- Listed records -
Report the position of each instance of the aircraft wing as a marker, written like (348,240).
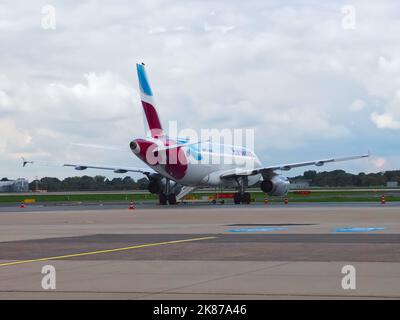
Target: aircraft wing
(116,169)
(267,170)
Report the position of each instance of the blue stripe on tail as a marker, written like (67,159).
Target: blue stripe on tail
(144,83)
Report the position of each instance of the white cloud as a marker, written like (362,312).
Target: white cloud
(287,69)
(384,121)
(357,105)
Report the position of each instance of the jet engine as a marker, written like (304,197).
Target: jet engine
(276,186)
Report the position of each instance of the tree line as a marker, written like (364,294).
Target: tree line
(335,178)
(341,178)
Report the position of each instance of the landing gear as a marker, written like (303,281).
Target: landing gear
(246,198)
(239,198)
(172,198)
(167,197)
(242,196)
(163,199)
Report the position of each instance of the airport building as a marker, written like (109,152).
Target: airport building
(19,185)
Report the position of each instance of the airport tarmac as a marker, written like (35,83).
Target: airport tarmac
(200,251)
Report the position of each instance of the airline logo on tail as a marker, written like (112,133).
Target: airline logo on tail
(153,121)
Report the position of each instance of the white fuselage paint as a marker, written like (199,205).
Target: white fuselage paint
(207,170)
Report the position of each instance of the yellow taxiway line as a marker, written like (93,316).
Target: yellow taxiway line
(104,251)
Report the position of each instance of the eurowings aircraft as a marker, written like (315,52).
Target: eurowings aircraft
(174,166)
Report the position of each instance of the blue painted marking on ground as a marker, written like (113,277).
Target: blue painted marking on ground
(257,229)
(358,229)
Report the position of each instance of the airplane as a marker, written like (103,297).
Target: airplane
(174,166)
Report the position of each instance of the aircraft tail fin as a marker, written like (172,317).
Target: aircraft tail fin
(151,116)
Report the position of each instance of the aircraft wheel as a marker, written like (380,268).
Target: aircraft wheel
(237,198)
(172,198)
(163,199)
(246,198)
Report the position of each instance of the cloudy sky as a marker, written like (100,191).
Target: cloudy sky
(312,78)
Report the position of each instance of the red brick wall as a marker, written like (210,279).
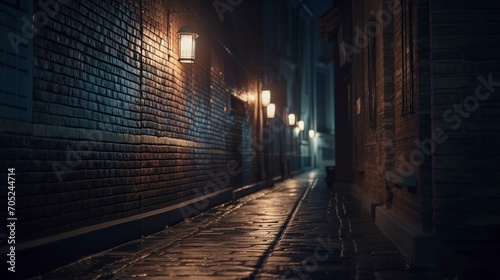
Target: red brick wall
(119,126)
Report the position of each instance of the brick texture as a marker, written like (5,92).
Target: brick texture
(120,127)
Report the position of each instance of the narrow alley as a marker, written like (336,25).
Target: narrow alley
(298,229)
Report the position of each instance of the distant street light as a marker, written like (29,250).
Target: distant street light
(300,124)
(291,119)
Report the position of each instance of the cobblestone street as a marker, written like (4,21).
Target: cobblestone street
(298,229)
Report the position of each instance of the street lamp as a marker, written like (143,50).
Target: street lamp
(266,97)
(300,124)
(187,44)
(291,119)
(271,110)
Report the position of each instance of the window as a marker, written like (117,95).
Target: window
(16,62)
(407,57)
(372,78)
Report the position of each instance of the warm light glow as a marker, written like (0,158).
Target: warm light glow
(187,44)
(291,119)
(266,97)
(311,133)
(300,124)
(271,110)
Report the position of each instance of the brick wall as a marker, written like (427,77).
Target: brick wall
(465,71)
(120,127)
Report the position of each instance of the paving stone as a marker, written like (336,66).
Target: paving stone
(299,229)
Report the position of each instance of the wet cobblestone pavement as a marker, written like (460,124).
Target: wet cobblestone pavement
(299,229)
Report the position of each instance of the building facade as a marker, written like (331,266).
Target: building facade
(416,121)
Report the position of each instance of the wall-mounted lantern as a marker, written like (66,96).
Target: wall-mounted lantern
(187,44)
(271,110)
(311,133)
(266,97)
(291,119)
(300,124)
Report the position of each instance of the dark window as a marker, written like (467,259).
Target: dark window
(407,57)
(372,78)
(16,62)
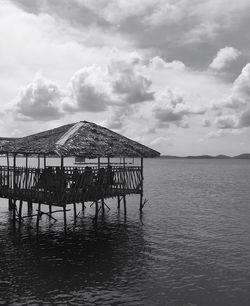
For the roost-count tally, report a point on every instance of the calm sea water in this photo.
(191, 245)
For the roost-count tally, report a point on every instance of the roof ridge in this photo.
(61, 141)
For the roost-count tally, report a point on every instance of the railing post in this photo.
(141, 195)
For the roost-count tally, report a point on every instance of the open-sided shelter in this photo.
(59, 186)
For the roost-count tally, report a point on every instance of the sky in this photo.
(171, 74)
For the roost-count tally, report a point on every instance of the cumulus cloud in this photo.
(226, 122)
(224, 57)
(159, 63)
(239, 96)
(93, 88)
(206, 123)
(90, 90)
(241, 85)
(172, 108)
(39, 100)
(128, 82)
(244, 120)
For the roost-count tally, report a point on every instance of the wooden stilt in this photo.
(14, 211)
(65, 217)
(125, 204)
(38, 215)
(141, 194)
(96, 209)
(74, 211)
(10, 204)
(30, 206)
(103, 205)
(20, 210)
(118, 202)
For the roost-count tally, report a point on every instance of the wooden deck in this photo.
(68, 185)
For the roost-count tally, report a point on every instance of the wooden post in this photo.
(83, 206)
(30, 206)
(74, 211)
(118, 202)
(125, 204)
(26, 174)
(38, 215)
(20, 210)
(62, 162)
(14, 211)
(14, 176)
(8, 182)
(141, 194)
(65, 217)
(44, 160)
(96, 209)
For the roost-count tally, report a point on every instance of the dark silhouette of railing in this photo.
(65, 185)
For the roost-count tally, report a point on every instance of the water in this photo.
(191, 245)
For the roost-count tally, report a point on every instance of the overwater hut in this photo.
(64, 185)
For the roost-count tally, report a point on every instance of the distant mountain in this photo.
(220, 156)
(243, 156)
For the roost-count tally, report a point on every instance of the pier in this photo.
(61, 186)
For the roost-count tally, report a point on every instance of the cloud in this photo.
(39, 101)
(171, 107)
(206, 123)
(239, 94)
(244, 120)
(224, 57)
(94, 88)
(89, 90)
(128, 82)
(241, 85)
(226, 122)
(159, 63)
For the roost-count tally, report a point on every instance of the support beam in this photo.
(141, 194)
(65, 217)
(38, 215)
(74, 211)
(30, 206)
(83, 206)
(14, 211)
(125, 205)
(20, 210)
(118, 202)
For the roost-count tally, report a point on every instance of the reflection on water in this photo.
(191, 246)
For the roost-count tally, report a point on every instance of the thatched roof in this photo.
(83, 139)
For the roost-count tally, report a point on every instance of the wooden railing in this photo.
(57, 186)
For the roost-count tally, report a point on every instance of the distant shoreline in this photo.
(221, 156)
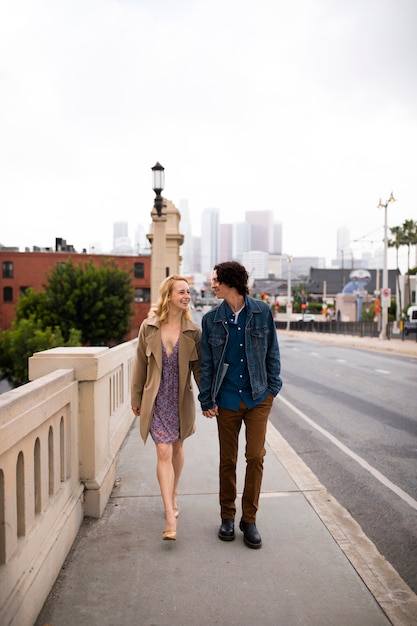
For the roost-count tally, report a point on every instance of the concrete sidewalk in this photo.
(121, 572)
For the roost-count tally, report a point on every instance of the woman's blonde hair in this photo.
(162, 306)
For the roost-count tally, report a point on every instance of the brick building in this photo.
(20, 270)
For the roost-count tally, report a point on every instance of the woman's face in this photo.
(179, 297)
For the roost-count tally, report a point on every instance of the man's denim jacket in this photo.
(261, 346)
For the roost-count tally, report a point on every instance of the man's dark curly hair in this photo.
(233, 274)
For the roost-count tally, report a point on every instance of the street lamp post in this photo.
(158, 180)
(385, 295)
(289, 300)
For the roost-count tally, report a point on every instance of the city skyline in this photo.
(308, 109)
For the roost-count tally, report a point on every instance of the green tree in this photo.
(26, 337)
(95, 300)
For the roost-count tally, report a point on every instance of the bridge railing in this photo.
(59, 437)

- Do this -
Omit the pictures. Transcribe every record exactly.

- Response -
Report the position of each instance of the aircraft wing as a marker, written like (348,240).
Target: aircraft wing
(116,169)
(267,170)
Report the position of each instance of the blue stripe on tail as a marker, written like (67,159).
Target: blue stripe on tail
(144,83)
Report the position of each instance of the white cloud as a marker, written like (362,312).
Target: white cloud
(287,69)
(384,121)
(357,105)
Report the position of each instance of the jet engine as a marker, written like (304,197).
Target: jet engine
(276,186)
Report the position of each instance of the tree line as a marker, written like (364,294).
Target: tree line
(335,178)
(341,178)
Report the position of each instance of the landing gear as a marker, written like (303,281).
Target: landing gear
(246,198)
(239,198)
(172,198)
(167,197)
(242,196)
(163,199)
Report the position of each instance of the airport building as a marker, written like (109,152).
Target: airport building
(19,185)
Report the position of each instance of the airport tarmac as a marker, written like (35,83).
Target: airport tarmac
(200,251)
Report the position of each instance of the airline logo on tail as a marker, written like (112,133).
Target: airline logo on tail
(153,121)
Report the position of each instance of the white fuselage paint as a marker, written like (199,205).
Target: white fuselage paint
(207,170)
Report the position of each instance of the yellow taxiway line as a marker, written like (93,316).
Target: yellow taxiway line
(104,251)
Report the position of each instance of the eurowings aircraft as a marker, written like (315,52).
Target: eurowings aircraft
(174,166)
Report the position of each instance of the blue painted marking on ground as a marker, written like (113,277).
Target: blue painted marking on ground
(257,229)
(358,229)
Report the position of each instance of the airplane as a marker, written like (103,297).
Target: airplane
(174,166)
Report the position of each instance of the aircraft tail fin as a marker, written like (172,317).
Target: aircraft tail fin
(151,116)
Report the position of each instance of the aircraft wheel as a marker, written like (380,268).
Target: aircraft wheel
(237,198)
(172,198)
(163,199)
(246,198)
Report the position of each instance of the cloudy sky as a marker, written like (100,191).
Target: cloudy sky
(312,78)
Report the position of each instance of the red brick wall as a marker, written like (210,279).
Target: red brick wall
(119,126)
Report the position of each instance of the brick texture as a marker, written like (5,92).
Target: brick texture
(120,127)
Report the position of each instance of the narrow alley as a marker, written like (336,25).
Target: narrow alley
(298,229)
Report the position of each instance of the distant street light as a marker, written like (29,250).
Target: distant street light
(300,124)
(291,119)
Report the position of each instance of the cobblestone street as a marker, written like (4,21).
Target: cobblestone street
(298,229)
Report the position of each instance of the street lamp as a marker, written like (143,50).
Target: street lamp
(266,97)
(300,124)
(187,44)
(291,119)
(271,110)
Report the position of each instance of the window as a marker, written like (117,95).
Target: window
(16,62)
(407,57)
(372,78)
Report the position of each instance of the warm light glow as a marker, written like (0,158).
Target: warm light glow
(187,44)
(291,119)
(266,97)
(311,133)
(300,124)
(271,110)
Report the position of each instance of the brick wall as a marker, written like (427,77).
Target: brick wall
(465,71)
(120,127)
Report the position of each instance of the paving stone as a marker, written like (336,66).
Target: paving stone
(299,229)
Report the position of each instance of the wet cobblestone pavement as a marker, written like (460,124).
Target: wet cobblestone pavement
(299,229)
Report the position of each instance of the building facade as a marker, written like (331,266).
Target: building facade
(416,121)
Report the position of each instance of the wall-mounted lantern as a marker, written like (66,96).
Target: wall-mounted lantern
(187,44)
(271,110)
(311,133)
(266,97)
(291,119)
(300,124)
Report the position of each instance of the dark window as a marker, written like (467,259).
Target: dark window
(407,57)
(372,78)
(16,62)
For the roost-count tally, report a point on every instance of the calm sea water in this photo.
(191, 245)
For the roost-count tally, report a point on every instance of the roof ridge in this photo.
(61, 141)
For the roost-count tally, report a point on every instance of the railing post in this photo.
(141, 195)
For the roost-count tally, report a point on every instance of the open-sided shelter in this photo.
(59, 186)
For the roost-count tally, report a point on every instance of the sky in this photo.
(171, 74)
For the roost-count tally, report a point on every instance of the cumulus cloud in this photo.
(226, 122)
(224, 57)
(159, 63)
(239, 96)
(93, 88)
(206, 123)
(90, 90)
(241, 85)
(172, 108)
(39, 100)
(128, 82)
(244, 120)
For the roost-count tally, report a point on every instance of the wooden stilt in this photo.
(14, 211)
(65, 217)
(125, 204)
(38, 215)
(141, 194)
(96, 209)
(74, 211)
(10, 204)
(30, 206)
(103, 205)
(20, 210)
(118, 202)
For the roost-count tally, report a point on every instance of the wooden deck in this photo.
(68, 185)
For the roost-count tally, report a point on every instance of the wooden post in this photo.
(83, 206)
(30, 206)
(74, 211)
(118, 202)
(125, 204)
(26, 174)
(38, 215)
(20, 210)
(62, 162)
(14, 211)
(14, 176)
(8, 182)
(141, 194)
(65, 217)
(44, 160)
(96, 209)
For the roost-count tally, report a point on every instance of the dark silhouette of railing in this photo.
(65, 185)
For the roost-count tally, report a point on every instance of the water in this photo.
(191, 245)
For the roost-count tally, report a point on every instance of the overwater hut in this photo.
(64, 185)
For the roost-count tally, report a point on every instance of the distant mountain in this photo.
(220, 156)
(243, 156)
For the roost-count tally, report a point on every instance of the pier in this photo.
(61, 186)
For the roost-count tally, report a point on every instance of the cloud in this photo.
(39, 101)
(171, 107)
(206, 123)
(239, 94)
(244, 120)
(224, 57)
(94, 88)
(89, 90)
(128, 82)
(241, 85)
(226, 122)
(159, 63)
For the roost-count tally, report a point on every instance of the support beam in this photo.
(141, 194)
(65, 217)
(38, 215)
(74, 211)
(30, 206)
(83, 206)
(14, 211)
(125, 205)
(20, 210)
(118, 202)
For the roost-count tally, report a point on every instance of the reflection on water in this photo.
(191, 246)
For the roost-count tally, report a point on every instance of the thatched roof in this photo.
(83, 139)
For the roost-count tally, report a point on every instance of the wooden railing in this photo.
(57, 186)
For the roost-count tally, report a point on every instance of the distant shoreline in this photo.
(221, 156)
For the roost-count tally, report a point on every instance of the concrete sidewalk in this photo.
(121, 572)
For the roost-count tally, report a point on every instance of the woman's blonde hair in this photo.
(162, 306)
For the roost-count tally, report a point on every instance of the brick building in this photo.
(20, 270)
For the roost-count tally, report a point on every instance of the woman's face in this photo.
(179, 297)
For the roost-count tally, report a point on every instance of the man's denim jacket in this photo.
(261, 346)
For the roost-count tally, report a point on every instance of the man's dark curly hair in this photo.
(233, 274)
For the roost-count tally, report a point on every instance of the street lamp post in this photo.
(158, 180)
(385, 295)
(289, 300)
For the roost-count tally, report a point on every instance of the city skyline in this photo.
(308, 109)
For the roost-count tally, report a point on every instance of the green tree in this photo.
(26, 337)
(95, 300)
For the roost-count tally, report a point on every instance of the bridge railing in this photo.
(59, 437)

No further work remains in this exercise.